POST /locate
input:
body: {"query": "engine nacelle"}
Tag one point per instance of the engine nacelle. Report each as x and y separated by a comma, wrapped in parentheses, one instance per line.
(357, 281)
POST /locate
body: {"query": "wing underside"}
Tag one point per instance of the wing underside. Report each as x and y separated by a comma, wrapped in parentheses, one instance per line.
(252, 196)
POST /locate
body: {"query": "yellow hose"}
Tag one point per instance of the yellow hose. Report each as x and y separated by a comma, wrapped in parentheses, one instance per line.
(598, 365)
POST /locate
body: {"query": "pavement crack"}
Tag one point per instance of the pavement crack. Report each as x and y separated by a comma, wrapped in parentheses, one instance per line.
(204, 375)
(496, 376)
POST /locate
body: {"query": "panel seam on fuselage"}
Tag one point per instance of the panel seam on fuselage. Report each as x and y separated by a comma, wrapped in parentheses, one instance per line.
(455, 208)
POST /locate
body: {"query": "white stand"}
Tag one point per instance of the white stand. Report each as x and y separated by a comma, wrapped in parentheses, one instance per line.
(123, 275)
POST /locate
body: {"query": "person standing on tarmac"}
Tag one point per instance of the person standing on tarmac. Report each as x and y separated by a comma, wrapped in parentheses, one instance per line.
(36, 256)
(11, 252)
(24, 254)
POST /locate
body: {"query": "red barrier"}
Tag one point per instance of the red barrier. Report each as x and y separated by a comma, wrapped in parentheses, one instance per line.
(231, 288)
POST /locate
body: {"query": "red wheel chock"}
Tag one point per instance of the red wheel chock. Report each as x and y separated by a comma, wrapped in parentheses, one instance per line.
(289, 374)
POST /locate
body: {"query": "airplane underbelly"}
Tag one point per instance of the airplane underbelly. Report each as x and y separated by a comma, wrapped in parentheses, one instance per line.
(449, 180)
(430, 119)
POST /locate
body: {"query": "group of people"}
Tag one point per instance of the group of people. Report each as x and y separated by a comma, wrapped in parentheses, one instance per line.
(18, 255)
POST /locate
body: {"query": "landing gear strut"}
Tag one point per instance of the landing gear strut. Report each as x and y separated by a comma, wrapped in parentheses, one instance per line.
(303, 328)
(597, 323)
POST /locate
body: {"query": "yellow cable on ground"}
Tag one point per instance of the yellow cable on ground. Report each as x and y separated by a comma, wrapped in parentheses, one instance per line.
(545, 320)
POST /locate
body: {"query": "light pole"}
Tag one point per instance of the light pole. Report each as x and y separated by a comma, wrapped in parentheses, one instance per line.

_ _ _ _

Exercise brief:
Pick out each line of the data above that contains the string "wing", and copy those lines in their original order.

Answer to the task:
body: {"query": "wing underside"}
Tag one point per instance of the wing underside. Report each as x and y separated by a comma, wrapped in parentheses, one instance per line.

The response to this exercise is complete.